EXERCISE DESCRIPTION:
Output the data exactly, with every line intact.

ENTRIES SUPPLIED:

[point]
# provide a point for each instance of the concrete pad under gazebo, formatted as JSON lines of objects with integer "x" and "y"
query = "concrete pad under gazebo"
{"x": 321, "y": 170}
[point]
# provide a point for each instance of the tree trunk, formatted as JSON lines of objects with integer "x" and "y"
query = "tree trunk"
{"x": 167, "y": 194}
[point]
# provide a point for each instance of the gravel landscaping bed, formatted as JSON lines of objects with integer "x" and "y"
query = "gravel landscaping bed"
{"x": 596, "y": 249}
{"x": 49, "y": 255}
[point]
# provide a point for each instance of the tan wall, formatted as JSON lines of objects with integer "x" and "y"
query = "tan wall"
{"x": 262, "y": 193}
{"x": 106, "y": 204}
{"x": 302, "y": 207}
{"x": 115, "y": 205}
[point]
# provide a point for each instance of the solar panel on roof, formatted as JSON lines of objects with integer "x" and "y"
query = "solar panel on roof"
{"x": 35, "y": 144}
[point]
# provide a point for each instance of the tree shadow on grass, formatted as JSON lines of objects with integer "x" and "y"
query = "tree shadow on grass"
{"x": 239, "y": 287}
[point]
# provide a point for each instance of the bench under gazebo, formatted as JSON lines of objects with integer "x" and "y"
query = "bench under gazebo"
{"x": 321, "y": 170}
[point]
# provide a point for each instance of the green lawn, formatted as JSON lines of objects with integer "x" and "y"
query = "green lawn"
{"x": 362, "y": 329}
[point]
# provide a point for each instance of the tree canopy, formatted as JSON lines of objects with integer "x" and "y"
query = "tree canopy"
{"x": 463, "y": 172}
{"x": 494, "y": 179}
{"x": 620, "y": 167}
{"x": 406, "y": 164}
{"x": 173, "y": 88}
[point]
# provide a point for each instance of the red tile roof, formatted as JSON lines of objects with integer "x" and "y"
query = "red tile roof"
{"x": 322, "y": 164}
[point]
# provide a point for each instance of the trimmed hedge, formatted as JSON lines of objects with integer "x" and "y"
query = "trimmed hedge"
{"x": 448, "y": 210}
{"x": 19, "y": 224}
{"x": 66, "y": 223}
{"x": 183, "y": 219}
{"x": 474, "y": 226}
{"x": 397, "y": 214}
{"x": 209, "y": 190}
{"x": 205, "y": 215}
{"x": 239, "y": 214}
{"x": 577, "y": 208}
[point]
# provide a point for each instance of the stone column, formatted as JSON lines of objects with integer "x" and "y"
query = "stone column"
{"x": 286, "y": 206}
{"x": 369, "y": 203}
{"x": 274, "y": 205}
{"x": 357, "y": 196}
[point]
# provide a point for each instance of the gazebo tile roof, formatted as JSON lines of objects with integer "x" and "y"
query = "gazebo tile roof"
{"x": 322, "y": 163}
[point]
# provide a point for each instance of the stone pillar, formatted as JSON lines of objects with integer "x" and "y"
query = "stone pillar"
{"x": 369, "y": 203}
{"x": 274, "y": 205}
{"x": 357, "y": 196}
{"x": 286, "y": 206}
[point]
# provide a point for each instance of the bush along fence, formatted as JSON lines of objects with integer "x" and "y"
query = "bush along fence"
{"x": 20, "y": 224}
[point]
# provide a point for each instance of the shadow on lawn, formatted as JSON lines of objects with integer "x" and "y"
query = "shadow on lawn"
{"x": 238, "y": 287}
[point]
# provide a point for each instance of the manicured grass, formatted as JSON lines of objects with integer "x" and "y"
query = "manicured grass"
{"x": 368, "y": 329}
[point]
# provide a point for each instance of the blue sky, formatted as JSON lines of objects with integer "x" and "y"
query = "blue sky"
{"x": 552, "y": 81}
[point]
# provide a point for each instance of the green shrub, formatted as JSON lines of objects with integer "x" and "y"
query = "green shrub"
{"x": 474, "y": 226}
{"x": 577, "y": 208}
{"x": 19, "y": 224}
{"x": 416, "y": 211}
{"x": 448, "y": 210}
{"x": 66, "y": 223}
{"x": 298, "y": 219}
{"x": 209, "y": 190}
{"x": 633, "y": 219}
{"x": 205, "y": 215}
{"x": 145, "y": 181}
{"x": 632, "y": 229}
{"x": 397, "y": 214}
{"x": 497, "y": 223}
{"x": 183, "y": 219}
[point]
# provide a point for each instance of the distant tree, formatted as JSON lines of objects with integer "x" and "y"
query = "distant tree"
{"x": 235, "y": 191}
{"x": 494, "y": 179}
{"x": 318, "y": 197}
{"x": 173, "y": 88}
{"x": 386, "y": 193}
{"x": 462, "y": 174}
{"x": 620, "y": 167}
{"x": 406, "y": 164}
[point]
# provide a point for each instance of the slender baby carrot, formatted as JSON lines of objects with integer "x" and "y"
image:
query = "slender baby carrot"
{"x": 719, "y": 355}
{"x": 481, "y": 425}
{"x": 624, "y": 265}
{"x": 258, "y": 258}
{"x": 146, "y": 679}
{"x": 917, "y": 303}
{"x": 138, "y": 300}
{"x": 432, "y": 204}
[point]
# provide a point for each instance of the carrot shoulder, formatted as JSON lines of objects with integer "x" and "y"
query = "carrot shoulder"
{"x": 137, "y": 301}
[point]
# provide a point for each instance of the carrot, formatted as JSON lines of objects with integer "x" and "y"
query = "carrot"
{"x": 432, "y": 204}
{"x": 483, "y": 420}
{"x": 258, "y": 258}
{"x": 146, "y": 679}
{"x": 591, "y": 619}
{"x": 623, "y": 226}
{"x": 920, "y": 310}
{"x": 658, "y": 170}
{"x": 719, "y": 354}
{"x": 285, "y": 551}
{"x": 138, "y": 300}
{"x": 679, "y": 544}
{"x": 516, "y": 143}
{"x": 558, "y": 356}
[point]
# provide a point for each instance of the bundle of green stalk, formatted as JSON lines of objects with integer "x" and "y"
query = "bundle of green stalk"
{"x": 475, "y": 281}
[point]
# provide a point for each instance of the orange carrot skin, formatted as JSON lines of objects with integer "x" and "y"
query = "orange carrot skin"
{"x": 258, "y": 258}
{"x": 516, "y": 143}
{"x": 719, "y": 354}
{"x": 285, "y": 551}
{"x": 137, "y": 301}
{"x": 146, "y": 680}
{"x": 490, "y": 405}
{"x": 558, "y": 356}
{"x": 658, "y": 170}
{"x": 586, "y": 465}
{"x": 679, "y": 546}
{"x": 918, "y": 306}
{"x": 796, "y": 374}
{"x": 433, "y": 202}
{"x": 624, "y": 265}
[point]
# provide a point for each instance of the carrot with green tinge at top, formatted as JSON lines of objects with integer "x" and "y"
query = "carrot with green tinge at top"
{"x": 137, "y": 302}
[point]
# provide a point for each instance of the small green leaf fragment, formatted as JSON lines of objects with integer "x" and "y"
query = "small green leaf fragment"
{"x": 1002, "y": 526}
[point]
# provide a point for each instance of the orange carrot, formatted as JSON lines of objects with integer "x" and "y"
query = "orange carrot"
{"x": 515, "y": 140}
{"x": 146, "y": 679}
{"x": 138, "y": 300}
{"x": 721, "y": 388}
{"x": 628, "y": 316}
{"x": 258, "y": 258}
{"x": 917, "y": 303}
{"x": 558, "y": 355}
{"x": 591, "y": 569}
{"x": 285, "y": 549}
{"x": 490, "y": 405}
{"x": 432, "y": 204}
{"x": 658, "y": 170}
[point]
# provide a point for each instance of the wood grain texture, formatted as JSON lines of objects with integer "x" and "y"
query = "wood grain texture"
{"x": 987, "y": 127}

CORRECT RESULT:
[point]
# provide a point for each instance of the concrete pad under gazebo, formatted as JSON lines of objects with integer "x" and "y"
query = "concrete pad under gazebo"
{"x": 321, "y": 170}
[point]
# provide a point for each instance of the tree trunk, formatted as JSON lines of objects with integer "x" and "y"
query = "tree trunk"
{"x": 167, "y": 194}
[point]
# provide a point for each instance of the gravel landscaping bed, formatted as JSON lines of objects with integer "x" and "y"
query = "gravel landscaping bed"
{"x": 596, "y": 249}
{"x": 49, "y": 255}
[point]
# provide a point for each instance of the tan wall, formatted as JSON lines of objects with integer "x" and "y"
query = "tan wall"
{"x": 262, "y": 193}
{"x": 106, "y": 204}
{"x": 302, "y": 207}
{"x": 115, "y": 205}
[point]
# provide a point for each instance of the solar panel on roof, formatted as JSON lines of objects with integer "x" and "y"
query = "solar panel on roof"
{"x": 35, "y": 144}
[point]
# provide a point for each instance of the tree shadow on grass, formatted as JSON lines of objects with integer "x" and "y"
query = "tree shadow on grass"
{"x": 239, "y": 287}
[point]
# provide a point for each instance of the bench under gazebo, formatted as JSON lines of objects with integer "x" and "y"
query = "bench under gazebo"
{"x": 321, "y": 170}
[point]
# provide a point for each instance of the green lawn, formatted as JSON lines of objects with integer "x" and "y"
query = "green lawn"
{"x": 362, "y": 329}
[point]
# provide a point for each instance of the tree canopy, formatted as JSON lines of objects with integer "x" and "y"
query = "tree canopy"
{"x": 463, "y": 172}
{"x": 494, "y": 179}
{"x": 620, "y": 167}
{"x": 406, "y": 164}
{"x": 173, "y": 88}
[point]
# provide a point for each instance of the red tile roof, formatted as JSON lines of objects with integer "x" and "y"
query = "red tile roof"
{"x": 322, "y": 164}
[point]
# provide a point for each instance of the trimmed hedge, formatted as JSON lines of objects with integer "x" and "y"
query = "trimmed hedge"
{"x": 448, "y": 210}
{"x": 19, "y": 224}
{"x": 66, "y": 223}
{"x": 183, "y": 219}
{"x": 474, "y": 226}
{"x": 397, "y": 214}
{"x": 209, "y": 190}
{"x": 205, "y": 215}
{"x": 239, "y": 214}
{"x": 577, "y": 208}
[point]
# provide a point for each instance of the stone column, formatted as JSON lines of objects with integer "x" and "y"
query = "stone column"
{"x": 286, "y": 206}
{"x": 369, "y": 203}
{"x": 274, "y": 205}
{"x": 357, "y": 196}
[point]
# provide a point for each instance of the gazebo tile roof, formatted as JSON lines of objects with integer "x" and "y"
query = "gazebo tile roof"
{"x": 322, "y": 163}
[point]
# provide a point for each instance of the stone pillar, formatted as JSON lines of objects with integer "x" and "y"
query = "stone pillar"
{"x": 369, "y": 203}
{"x": 274, "y": 205}
{"x": 357, "y": 196}
{"x": 286, "y": 206}
[point]
# provide a point for each instance of the bush along fence, formatted as JSON lines of objects with integer "x" and "y"
query = "bush along fence"
{"x": 20, "y": 224}
[point]
# provide a point for each instance of the shadow on lawn, formatted as JSON lines of objects with integer "x" and "y"
query = "shadow on lawn"
{"x": 238, "y": 287}
[point]
# provide a point for each instance of the manicured grass, formatted as JSON lines of objects with integer "x" and "y"
query = "manicured grass"
{"x": 368, "y": 329}
[point]
# provide a point for each instance of the blue sky, formatted as JSON lines of objects with integer "x" and "y"
query = "blue sky"
{"x": 552, "y": 81}
[point]
# provide a point for each instance of the green shrub, formatted as JSON lines of objects with integer "x" and "y"
query = "green shrub"
{"x": 474, "y": 226}
{"x": 577, "y": 208}
{"x": 19, "y": 224}
{"x": 416, "y": 211}
{"x": 448, "y": 210}
{"x": 66, "y": 223}
{"x": 298, "y": 219}
{"x": 209, "y": 190}
{"x": 633, "y": 219}
{"x": 205, "y": 215}
{"x": 145, "y": 181}
{"x": 632, "y": 229}
{"x": 397, "y": 214}
{"x": 497, "y": 223}
{"x": 183, "y": 219}
[point]
# provide a point for each instance of the distant tree, formatted as JSON lines of objects with integer "x" and "y"
query = "distant tree"
{"x": 235, "y": 191}
{"x": 494, "y": 179}
{"x": 318, "y": 197}
{"x": 173, "y": 88}
{"x": 386, "y": 193}
{"x": 462, "y": 174}
{"x": 620, "y": 167}
{"x": 406, "y": 164}
[point]
# provide a point for each instance of the slender baby carrot, formatted as JSON lines of objects with integer "x" and "y"
image:
query = "slender baby carrot"
{"x": 719, "y": 355}
{"x": 481, "y": 425}
{"x": 624, "y": 265}
{"x": 258, "y": 258}
{"x": 146, "y": 679}
{"x": 917, "y": 303}
{"x": 138, "y": 300}
{"x": 432, "y": 204}
[point]
# provide a point for each instance of the carrot shoulder, formatted as JSON lines of objects with integer "x" and "y"
query = "carrot shoulder"
{"x": 137, "y": 301}
[point]
# provide a point for each instance of the carrot, formatted as JSON lines of objects with integer "x" and "y"
query = "carrot"
{"x": 432, "y": 204}
{"x": 483, "y": 420}
{"x": 258, "y": 258}
{"x": 146, "y": 679}
{"x": 591, "y": 619}
{"x": 623, "y": 226}
{"x": 920, "y": 310}
{"x": 658, "y": 170}
{"x": 719, "y": 354}
{"x": 285, "y": 551}
{"x": 138, "y": 300}
{"x": 679, "y": 544}
{"x": 516, "y": 143}
{"x": 558, "y": 356}
[point]
# provide a point for each instance of the bundle of green stalk, formatted as JSON lines of objects with integer "x" and "y"
query = "bundle of green stalk"
{"x": 475, "y": 281}
[point]
# provide a point for each instance of the orange carrot skin, formatted as JSON lines of objects with integer "x" and "y"
query = "orange carrot skin"
{"x": 258, "y": 258}
{"x": 516, "y": 143}
{"x": 719, "y": 354}
{"x": 285, "y": 551}
{"x": 137, "y": 301}
{"x": 146, "y": 680}
{"x": 490, "y": 405}
{"x": 558, "y": 356}
{"x": 658, "y": 170}
{"x": 586, "y": 465}
{"x": 679, "y": 546}
{"x": 918, "y": 306}
{"x": 796, "y": 374}
{"x": 433, "y": 202}
{"x": 624, "y": 265}
[point]
# provide a point for each instance of the carrot with green tinge at top, formatted as JSON lines of objects with integer "x" and "y"
query = "carrot with green tinge at top"
{"x": 137, "y": 302}
[point]
# provide a point for each instance of the small green leaf fragment, formatted as JSON lines of objects with integer "x" and "y"
query = "small green leaf fragment"
{"x": 1002, "y": 526}
[point]
# provide a point for each instance of the orange carrot, formatted as JSON lines of objects with integer "x" and "y"
query = "orange carrot"
{"x": 515, "y": 140}
{"x": 146, "y": 679}
{"x": 138, "y": 300}
{"x": 721, "y": 388}
{"x": 628, "y": 316}
{"x": 258, "y": 258}
{"x": 917, "y": 303}
{"x": 558, "y": 355}
{"x": 591, "y": 569}
{"x": 285, "y": 549}
{"x": 490, "y": 405}
{"x": 432, "y": 204}
{"x": 658, "y": 170}
[point]
# provide a point for each instance of the wood grain texture, formatted as JSON lines of objects with integer "x" and "y"
query = "wood grain texture"
{"x": 987, "y": 127}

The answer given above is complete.